=== Listed entries ===
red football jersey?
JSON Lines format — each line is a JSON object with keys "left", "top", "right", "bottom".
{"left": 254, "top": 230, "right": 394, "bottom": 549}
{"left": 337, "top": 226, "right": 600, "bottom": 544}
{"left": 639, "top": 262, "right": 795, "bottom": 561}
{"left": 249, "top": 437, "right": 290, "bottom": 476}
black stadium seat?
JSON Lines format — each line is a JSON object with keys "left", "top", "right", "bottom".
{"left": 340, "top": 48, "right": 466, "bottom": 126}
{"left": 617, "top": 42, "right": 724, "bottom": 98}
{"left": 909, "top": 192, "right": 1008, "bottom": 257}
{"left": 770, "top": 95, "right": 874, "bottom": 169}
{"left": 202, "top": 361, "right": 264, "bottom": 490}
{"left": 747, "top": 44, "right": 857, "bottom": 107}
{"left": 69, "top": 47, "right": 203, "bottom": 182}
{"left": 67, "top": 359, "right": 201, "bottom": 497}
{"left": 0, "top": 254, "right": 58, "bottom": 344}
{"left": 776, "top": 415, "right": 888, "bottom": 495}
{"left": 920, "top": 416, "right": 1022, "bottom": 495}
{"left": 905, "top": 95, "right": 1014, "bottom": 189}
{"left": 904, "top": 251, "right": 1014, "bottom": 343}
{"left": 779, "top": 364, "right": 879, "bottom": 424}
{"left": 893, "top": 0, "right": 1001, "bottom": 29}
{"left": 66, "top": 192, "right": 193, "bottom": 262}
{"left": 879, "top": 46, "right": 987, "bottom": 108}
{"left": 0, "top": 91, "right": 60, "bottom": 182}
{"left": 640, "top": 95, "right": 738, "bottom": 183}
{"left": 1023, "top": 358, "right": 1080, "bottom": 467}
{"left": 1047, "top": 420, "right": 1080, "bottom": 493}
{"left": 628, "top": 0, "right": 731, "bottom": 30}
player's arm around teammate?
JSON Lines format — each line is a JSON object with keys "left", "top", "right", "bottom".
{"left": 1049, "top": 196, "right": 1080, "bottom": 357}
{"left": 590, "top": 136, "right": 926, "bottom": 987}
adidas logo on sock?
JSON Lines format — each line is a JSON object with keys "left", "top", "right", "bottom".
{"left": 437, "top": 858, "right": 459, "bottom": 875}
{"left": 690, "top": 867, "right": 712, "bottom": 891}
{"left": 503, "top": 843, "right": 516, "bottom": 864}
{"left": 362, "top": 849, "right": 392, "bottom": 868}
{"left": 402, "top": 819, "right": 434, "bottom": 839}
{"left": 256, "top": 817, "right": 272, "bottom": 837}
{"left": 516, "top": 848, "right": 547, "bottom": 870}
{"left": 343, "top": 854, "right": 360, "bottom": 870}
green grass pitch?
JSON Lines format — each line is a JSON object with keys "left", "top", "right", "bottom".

=== Required action ===
Output the full listing again with nothing altered.

=== Problem solution ===
red football jersey?
JSON Lines format — each line is a JSON object with keys "left", "top", "right", "bottom".
{"left": 254, "top": 230, "right": 394, "bottom": 549}
{"left": 337, "top": 226, "right": 600, "bottom": 544}
{"left": 639, "top": 262, "right": 795, "bottom": 561}
{"left": 249, "top": 437, "right": 290, "bottom": 476}
black stadium seat?
JSON Lines format — each line is a JSON object with keys "left", "top", "right", "bottom".
{"left": 340, "top": 48, "right": 466, "bottom": 126}
{"left": 617, "top": 42, "right": 724, "bottom": 98}
{"left": 909, "top": 192, "right": 1008, "bottom": 257}
{"left": 770, "top": 95, "right": 874, "bottom": 169}
{"left": 202, "top": 361, "right": 264, "bottom": 490}
{"left": 747, "top": 44, "right": 857, "bottom": 107}
{"left": 69, "top": 47, "right": 203, "bottom": 182}
{"left": 67, "top": 359, "right": 201, "bottom": 497}
{"left": 0, "top": 254, "right": 58, "bottom": 344}
{"left": 776, "top": 415, "right": 888, "bottom": 495}
{"left": 920, "top": 416, "right": 1022, "bottom": 495}
{"left": 905, "top": 95, "right": 1014, "bottom": 189}
{"left": 904, "top": 251, "right": 1014, "bottom": 343}
{"left": 779, "top": 364, "right": 879, "bottom": 424}
{"left": 893, "top": 0, "right": 1001, "bottom": 29}
{"left": 66, "top": 192, "right": 193, "bottom": 262}
{"left": 879, "top": 46, "right": 987, "bottom": 108}
{"left": 0, "top": 91, "right": 60, "bottom": 182}
{"left": 640, "top": 95, "right": 738, "bottom": 183}
{"left": 1023, "top": 358, "right": 1080, "bottom": 467}
{"left": 1047, "top": 420, "right": 1080, "bottom": 493}
{"left": 628, "top": 0, "right": 731, "bottom": 30}
player's arm around teammate?
JSON Lines format — each line is a JSON object with keys "left", "top", "right", "bottom".
{"left": 1049, "top": 196, "right": 1080, "bottom": 357}
{"left": 590, "top": 136, "right": 926, "bottom": 987}
adidas logo on sock?
JSON Lines format — each line is a JSON object with keys "left", "top", "right", "bottom".
{"left": 437, "top": 858, "right": 459, "bottom": 875}
{"left": 690, "top": 867, "right": 712, "bottom": 891}
{"left": 503, "top": 843, "right": 516, "bottom": 864}
{"left": 362, "top": 849, "right": 392, "bottom": 868}
{"left": 402, "top": 819, "right": 434, "bottom": 839}
{"left": 256, "top": 817, "right": 272, "bottom": 837}
{"left": 516, "top": 848, "right": 547, "bottom": 870}
{"left": 343, "top": 854, "right": 360, "bottom": 870}
green grass pitch?
JSON Lines format — each line is a JSON object with keys "left", "top", "right", "bottom".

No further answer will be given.